### AVAILABLE DATA ###

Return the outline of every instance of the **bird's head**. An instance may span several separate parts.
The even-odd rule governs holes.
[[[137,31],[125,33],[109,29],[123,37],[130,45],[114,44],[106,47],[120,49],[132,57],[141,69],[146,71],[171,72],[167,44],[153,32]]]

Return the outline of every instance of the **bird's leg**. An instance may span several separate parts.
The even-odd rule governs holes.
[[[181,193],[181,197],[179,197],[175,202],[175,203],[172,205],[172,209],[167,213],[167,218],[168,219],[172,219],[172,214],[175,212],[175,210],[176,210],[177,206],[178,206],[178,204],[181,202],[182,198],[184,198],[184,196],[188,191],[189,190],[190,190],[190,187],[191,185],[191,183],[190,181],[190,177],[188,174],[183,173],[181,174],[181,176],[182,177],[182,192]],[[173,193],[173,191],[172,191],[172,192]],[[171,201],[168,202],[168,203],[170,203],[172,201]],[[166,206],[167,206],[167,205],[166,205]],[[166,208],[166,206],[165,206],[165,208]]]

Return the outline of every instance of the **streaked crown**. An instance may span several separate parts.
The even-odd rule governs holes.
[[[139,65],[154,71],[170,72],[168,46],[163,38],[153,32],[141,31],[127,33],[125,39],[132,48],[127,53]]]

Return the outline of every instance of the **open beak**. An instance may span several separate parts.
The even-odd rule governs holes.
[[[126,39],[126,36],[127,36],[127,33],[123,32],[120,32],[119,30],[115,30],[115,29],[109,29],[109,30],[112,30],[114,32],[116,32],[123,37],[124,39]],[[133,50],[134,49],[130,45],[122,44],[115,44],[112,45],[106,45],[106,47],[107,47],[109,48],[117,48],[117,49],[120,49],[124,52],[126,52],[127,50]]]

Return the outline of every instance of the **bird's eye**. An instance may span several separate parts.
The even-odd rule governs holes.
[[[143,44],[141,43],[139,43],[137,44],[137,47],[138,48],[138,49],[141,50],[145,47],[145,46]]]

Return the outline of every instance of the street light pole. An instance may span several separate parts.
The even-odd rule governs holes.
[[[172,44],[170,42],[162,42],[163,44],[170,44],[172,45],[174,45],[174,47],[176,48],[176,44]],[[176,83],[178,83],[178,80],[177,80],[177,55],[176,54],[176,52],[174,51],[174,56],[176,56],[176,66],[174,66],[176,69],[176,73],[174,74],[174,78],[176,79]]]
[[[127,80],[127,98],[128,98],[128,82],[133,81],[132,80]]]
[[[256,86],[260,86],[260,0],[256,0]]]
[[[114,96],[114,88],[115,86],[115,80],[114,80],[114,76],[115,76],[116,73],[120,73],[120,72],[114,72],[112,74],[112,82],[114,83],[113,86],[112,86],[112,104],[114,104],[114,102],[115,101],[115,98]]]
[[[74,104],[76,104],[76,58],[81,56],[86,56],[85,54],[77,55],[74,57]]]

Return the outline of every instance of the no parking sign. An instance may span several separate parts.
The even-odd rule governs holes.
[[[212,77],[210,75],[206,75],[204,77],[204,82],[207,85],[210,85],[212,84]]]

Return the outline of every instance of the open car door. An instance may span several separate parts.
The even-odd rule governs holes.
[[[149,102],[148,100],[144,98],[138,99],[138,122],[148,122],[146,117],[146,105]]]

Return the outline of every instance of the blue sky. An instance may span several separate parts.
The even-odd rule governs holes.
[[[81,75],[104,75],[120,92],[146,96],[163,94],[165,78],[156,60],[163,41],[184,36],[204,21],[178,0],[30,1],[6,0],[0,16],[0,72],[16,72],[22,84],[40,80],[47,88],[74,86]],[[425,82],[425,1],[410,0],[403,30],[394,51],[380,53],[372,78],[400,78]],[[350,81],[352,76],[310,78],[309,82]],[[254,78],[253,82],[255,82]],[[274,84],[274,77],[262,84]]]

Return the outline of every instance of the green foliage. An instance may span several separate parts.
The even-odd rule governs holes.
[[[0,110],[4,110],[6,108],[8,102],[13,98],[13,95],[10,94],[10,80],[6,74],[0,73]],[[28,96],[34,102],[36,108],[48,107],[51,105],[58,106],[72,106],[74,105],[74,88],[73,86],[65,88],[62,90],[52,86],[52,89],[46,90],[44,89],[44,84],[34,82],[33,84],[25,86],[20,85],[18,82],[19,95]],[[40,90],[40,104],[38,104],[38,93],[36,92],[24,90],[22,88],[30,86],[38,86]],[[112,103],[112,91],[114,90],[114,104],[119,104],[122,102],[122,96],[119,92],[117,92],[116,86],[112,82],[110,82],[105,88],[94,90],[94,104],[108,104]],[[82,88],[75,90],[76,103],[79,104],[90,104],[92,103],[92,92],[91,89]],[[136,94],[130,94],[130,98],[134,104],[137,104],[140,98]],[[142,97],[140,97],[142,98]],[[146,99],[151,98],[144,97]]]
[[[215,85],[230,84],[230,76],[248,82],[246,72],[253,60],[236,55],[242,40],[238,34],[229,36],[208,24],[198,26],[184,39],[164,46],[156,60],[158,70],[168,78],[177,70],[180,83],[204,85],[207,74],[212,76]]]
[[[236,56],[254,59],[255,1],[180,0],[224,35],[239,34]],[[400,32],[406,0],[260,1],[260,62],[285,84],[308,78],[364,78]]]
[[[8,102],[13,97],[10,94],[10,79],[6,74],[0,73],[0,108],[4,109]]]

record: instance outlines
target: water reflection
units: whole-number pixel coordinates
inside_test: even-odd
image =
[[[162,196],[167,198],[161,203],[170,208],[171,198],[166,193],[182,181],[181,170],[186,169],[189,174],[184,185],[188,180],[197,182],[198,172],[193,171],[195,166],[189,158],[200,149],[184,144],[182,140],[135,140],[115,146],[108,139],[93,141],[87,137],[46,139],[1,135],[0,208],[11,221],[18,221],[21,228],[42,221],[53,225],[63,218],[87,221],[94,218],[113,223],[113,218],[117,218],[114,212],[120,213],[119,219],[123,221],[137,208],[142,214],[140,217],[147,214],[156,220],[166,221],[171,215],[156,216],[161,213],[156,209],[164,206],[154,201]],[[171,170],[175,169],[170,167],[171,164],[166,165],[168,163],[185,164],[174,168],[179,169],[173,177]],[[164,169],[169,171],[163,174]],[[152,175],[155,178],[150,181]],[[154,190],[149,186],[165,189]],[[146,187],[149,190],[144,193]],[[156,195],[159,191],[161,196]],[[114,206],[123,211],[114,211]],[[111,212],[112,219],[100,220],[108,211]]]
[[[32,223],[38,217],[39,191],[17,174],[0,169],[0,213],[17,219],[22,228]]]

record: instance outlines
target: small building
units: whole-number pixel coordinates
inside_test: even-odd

###

» **PROBLEM DETAILS**
Copy out each line of the records that contains the string "span", matching case exactly.

» **THE RESULT**
Return the outline of every instance of the **bird's head**. An instance may span several separate parts.
Return the outline of every instance of the **bird's leg**. An instance may span several separate parts.
Return the outline of every instance of the **streaked crown**. An instance may span several separate parts.
Return the outline of every instance of the **open beak**. An instance may span several separate parts.
Return the outline of every instance of the **bird's eye**. An instance may span several separate parts.
Return the outline of every instance of the street light pole. An instance may span several separate parts.
Return the outline of every instance of the no parking sign. An instance may span several separate parts.
Return the outline of every instance of the open car door. An instance may span several separate parts.
Return the outline of every instance of the blue sky. An instance may span several separate parts.
Return the outline of every instance of the green foliage. An instance may span several separate parts.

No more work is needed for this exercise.